**SHORT EXERCISE:** Pictures are to be left out; otherwise, copy exactly the lines from the line containing "task | place one marker on every instance of the doorway" through the end of the data.
* Start *
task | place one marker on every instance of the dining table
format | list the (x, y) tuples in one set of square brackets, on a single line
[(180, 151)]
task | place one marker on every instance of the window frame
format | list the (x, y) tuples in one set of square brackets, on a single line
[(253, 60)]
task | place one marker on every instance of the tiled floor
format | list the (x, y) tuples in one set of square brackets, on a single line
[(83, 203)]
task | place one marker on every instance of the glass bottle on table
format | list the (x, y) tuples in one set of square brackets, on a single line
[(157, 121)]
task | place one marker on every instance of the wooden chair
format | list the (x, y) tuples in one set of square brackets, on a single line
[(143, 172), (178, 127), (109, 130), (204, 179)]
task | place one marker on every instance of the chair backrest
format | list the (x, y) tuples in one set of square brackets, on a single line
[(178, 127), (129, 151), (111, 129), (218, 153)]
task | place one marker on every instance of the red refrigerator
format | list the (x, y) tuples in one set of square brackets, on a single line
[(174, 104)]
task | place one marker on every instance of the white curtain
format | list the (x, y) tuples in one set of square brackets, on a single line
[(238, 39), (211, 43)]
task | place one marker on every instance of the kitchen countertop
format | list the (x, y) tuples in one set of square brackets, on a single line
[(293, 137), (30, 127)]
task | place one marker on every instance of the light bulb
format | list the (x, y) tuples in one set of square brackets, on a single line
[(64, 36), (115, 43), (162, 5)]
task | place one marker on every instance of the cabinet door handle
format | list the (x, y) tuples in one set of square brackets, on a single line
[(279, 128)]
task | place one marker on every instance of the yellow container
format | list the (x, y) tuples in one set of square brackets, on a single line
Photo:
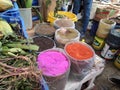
[(117, 62), (98, 43), (69, 15)]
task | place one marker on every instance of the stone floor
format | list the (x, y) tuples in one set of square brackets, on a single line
[(101, 82)]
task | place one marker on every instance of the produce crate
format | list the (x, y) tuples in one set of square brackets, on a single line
[(12, 16)]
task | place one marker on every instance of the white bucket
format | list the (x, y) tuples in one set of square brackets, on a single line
[(27, 17)]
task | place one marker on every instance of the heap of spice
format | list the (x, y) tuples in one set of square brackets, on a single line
[(67, 33), (44, 29), (64, 23), (79, 51), (44, 43)]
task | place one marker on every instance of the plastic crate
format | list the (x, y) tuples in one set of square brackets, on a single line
[(12, 16)]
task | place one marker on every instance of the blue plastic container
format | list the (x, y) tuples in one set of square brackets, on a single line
[(35, 3), (94, 28)]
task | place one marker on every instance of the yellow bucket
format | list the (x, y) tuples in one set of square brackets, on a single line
[(69, 15)]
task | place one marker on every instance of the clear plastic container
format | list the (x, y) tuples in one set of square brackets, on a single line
[(56, 81), (80, 68), (61, 40), (104, 28), (27, 17), (64, 23)]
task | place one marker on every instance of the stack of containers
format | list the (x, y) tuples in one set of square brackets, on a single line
[(103, 30)]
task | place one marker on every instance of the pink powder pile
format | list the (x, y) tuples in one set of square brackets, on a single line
[(52, 63)]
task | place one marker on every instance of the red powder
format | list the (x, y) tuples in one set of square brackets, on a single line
[(79, 51)]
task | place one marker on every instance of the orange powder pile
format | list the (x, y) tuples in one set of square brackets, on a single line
[(79, 51)]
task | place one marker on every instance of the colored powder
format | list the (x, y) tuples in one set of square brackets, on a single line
[(53, 63), (79, 51)]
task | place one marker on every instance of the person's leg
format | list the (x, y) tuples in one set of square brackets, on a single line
[(87, 4), (76, 6)]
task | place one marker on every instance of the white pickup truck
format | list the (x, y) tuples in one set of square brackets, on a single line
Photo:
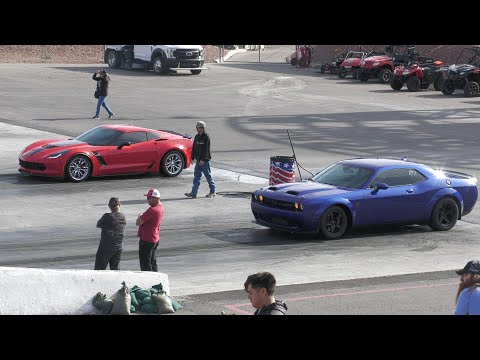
[(162, 59)]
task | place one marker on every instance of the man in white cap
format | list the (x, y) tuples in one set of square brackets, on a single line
[(149, 231), (201, 156)]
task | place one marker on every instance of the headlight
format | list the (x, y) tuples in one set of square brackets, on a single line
[(169, 53), (57, 155)]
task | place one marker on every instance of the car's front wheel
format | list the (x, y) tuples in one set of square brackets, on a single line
[(333, 223), (444, 215), (172, 163), (78, 168)]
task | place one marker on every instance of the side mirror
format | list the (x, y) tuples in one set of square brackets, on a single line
[(382, 186), (125, 143)]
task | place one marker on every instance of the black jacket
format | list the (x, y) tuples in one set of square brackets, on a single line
[(201, 147), (277, 308), (102, 84)]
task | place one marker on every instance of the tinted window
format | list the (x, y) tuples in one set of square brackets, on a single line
[(153, 135), (133, 137), (99, 136), (344, 175), (398, 177)]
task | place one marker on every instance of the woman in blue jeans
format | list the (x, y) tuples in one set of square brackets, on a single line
[(102, 79)]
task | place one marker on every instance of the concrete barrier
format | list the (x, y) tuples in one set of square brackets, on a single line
[(26, 291)]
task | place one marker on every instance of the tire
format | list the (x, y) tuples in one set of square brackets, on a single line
[(471, 89), (342, 73), (362, 76), (437, 85), (385, 76), (396, 84), (424, 86), (159, 66), (448, 87), (333, 223), (444, 215), (113, 59), (172, 163), (78, 168), (413, 84), (355, 74)]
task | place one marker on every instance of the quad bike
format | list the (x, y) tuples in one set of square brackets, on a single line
[(464, 76), (303, 56), (418, 76), (352, 61)]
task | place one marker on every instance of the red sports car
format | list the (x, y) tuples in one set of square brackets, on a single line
[(109, 150)]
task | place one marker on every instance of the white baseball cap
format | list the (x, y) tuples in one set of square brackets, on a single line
[(153, 193)]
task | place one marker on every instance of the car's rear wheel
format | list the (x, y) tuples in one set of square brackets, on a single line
[(444, 215), (78, 168), (172, 163), (333, 223), (471, 89), (396, 84)]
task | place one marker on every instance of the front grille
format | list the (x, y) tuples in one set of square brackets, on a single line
[(32, 166), (184, 54)]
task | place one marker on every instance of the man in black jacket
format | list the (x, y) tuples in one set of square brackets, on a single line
[(201, 156)]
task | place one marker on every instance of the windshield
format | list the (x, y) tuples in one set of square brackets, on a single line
[(344, 175), (99, 136)]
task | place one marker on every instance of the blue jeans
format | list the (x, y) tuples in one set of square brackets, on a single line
[(197, 173), (102, 102)]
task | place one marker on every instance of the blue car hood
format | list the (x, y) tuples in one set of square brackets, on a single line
[(309, 189)]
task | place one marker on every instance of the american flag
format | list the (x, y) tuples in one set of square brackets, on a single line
[(282, 172)]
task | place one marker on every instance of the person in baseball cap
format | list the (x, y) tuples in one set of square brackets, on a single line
[(149, 231), (468, 294)]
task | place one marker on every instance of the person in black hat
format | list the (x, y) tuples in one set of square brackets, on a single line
[(468, 294), (103, 80), (111, 242)]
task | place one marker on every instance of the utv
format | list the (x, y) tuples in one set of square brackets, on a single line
[(418, 76), (464, 76)]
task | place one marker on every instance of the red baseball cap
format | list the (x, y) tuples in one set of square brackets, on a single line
[(153, 193)]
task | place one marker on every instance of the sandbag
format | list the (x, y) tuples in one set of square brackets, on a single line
[(121, 301)]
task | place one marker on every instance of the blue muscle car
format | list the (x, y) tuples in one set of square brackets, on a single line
[(367, 192)]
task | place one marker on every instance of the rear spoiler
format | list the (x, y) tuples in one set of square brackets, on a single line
[(186, 136)]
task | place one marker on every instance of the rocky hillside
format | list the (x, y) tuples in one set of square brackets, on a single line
[(67, 54)]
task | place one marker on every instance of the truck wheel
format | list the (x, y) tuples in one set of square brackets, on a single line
[(172, 164), (448, 87), (362, 76), (471, 88), (437, 85), (113, 59), (413, 84), (159, 66), (396, 84), (385, 76)]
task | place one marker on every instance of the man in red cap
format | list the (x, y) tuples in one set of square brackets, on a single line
[(149, 231)]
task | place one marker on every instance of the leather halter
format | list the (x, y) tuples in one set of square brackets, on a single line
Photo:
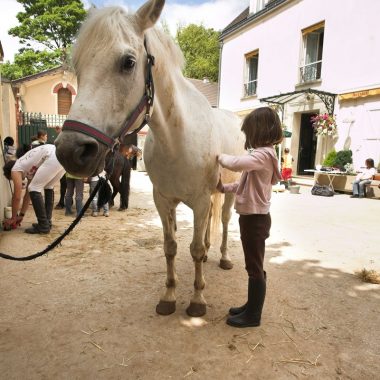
[(145, 103)]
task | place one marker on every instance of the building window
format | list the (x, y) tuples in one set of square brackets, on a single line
[(311, 67), (64, 101), (250, 83)]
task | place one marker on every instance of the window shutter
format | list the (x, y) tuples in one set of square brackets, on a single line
[(64, 101), (313, 28)]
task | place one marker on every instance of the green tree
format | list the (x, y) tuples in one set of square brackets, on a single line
[(200, 47), (51, 24)]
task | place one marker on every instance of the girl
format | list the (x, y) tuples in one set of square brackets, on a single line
[(363, 178), (42, 169), (262, 128)]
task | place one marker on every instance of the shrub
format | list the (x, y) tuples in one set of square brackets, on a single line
[(343, 157), (330, 159)]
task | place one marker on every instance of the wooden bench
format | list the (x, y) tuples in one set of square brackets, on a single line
[(373, 188)]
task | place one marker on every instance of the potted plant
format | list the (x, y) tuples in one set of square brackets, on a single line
[(324, 124)]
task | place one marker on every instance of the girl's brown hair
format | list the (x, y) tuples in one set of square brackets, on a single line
[(262, 127)]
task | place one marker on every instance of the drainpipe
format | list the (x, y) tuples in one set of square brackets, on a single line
[(219, 73)]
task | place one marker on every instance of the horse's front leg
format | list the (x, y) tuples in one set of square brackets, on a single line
[(197, 306), (225, 261), (166, 210)]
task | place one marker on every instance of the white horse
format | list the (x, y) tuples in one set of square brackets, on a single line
[(114, 65)]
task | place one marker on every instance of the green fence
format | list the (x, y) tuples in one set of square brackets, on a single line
[(30, 123)]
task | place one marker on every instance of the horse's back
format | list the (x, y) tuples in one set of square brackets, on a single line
[(231, 138)]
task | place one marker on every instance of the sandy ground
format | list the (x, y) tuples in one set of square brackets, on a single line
[(87, 310)]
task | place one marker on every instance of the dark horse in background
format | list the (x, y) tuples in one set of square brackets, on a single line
[(119, 170)]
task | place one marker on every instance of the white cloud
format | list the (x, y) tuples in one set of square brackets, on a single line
[(8, 12), (216, 14)]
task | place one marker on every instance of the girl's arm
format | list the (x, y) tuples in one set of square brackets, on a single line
[(239, 163), (228, 187)]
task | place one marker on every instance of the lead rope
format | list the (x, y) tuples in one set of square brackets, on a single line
[(101, 183)]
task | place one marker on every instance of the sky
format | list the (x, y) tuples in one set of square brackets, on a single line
[(216, 14)]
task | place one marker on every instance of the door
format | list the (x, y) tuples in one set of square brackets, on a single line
[(307, 145)]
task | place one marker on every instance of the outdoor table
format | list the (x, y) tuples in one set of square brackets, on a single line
[(330, 175)]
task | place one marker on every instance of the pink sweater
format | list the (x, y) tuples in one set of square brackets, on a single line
[(260, 172)]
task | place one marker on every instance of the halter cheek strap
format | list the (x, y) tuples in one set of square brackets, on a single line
[(145, 103)]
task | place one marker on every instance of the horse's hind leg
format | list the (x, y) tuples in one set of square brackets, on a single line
[(125, 186), (225, 261), (197, 306), (166, 210)]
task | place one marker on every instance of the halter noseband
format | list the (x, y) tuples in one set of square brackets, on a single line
[(146, 103)]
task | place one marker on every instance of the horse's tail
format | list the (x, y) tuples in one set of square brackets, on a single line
[(216, 215)]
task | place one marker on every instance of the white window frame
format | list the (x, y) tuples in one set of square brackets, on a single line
[(311, 71), (250, 85)]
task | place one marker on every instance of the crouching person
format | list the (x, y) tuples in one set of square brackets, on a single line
[(42, 169)]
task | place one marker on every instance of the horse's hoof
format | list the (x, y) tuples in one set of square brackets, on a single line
[(165, 307), (226, 264), (196, 309)]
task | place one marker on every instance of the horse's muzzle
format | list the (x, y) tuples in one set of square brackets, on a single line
[(79, 154)]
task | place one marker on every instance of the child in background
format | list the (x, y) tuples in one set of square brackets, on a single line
[(262, 128), (286, 166), (94, 204), (363, 178)]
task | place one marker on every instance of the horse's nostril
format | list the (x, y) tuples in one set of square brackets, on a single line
[(86, 152)]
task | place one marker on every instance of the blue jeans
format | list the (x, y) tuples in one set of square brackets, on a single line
[(358, 186)]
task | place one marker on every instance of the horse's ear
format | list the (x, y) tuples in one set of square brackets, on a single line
[(149, 13)]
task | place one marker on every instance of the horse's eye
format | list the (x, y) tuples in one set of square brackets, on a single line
[(128, 63)]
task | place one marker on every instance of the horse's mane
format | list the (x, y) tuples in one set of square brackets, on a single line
[(109, 26)]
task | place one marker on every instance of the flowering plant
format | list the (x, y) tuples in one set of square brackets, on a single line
[(349, 168), (324, 124)]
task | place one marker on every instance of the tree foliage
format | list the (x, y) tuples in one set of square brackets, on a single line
[(200, 47), (29, 62), (51, 24)]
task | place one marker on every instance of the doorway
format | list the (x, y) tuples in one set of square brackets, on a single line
[(307, 145)]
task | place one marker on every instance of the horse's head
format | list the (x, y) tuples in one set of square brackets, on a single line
[(112, 66)]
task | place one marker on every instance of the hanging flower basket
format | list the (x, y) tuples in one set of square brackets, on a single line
[(324, 125)]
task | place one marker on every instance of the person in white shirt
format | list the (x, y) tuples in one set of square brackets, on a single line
[(42, 169), (363, 178)]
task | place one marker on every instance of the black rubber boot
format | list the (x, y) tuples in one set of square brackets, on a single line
[(49, 204), (239, 309), (68, 204), (78, 205), (43, 226), (251, 316)]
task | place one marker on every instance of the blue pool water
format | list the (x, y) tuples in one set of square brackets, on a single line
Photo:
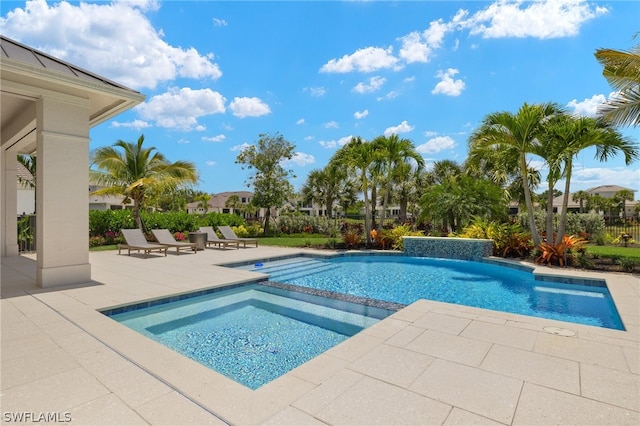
[(404, 280), (252, 333)]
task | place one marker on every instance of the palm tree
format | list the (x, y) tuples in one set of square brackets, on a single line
[(622, 197), (324, 186), (203, 202), (621, 69), (395, 153), (131, 170), (520, 132), (571, 135), (581, 197), (234, 202), (358, 156)]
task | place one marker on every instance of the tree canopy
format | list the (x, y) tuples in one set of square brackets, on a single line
[(270, 180)]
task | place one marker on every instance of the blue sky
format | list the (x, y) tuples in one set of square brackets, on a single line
[(217, 74)]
* End *
**EXERCISE OUTPUT:**
task | place one marker on every instance of the doorway
format | list the (x, y) tuples in one set of square brackets, on a single line
[(307, 145)]
task | place one marker on every instance of the horse's head
format | list the (x, y) tuples in one set of square brackets, on a single line
[(112, 66)]
task | place one marker on every instance of the hanging flower basket
format | list the (x, y) tuples in one set of square brackets, on a single line
[(324, 125)]
task | place one marker on every instance of the person in white shirt
format | list the (x, y) tuples in one set of square brackets, on a single line
[(42, 169), (363, 178)]
task | place one marker on every instance of the black rubber boot
format | list the (x, y) tuples in one set of square brackets, on a single line
[(49, 204), (239, 309), (68, 204), (78, 205), (43, 226), (251, 316)]
task | place one marker on every instance of the blue pool water
format | list the (x, y) tuples in one set of square brackets, on a single line
Photo:
[(404, 280), (252, 333)]
task | place one marker on every instance of the palm tree
format | list the (x, y) tuples in one set of square brackets, on a single line
[(622, 197), (324, 186), (203, 202), (621, 69), (395, 153), (131, 170), (520, 132), (571, 135), (581, 197), (234, 202), (358, 156)]
task | place one marker on every instance of the tree canopy
format | list the (x, y) tuples in one set of square brackets, on a single line
[(270, 180)]
task | place one marker on every instance of the blue sky
format | list the (x, y) tuples in one set of square brackets, on a single line
[(217, 74)]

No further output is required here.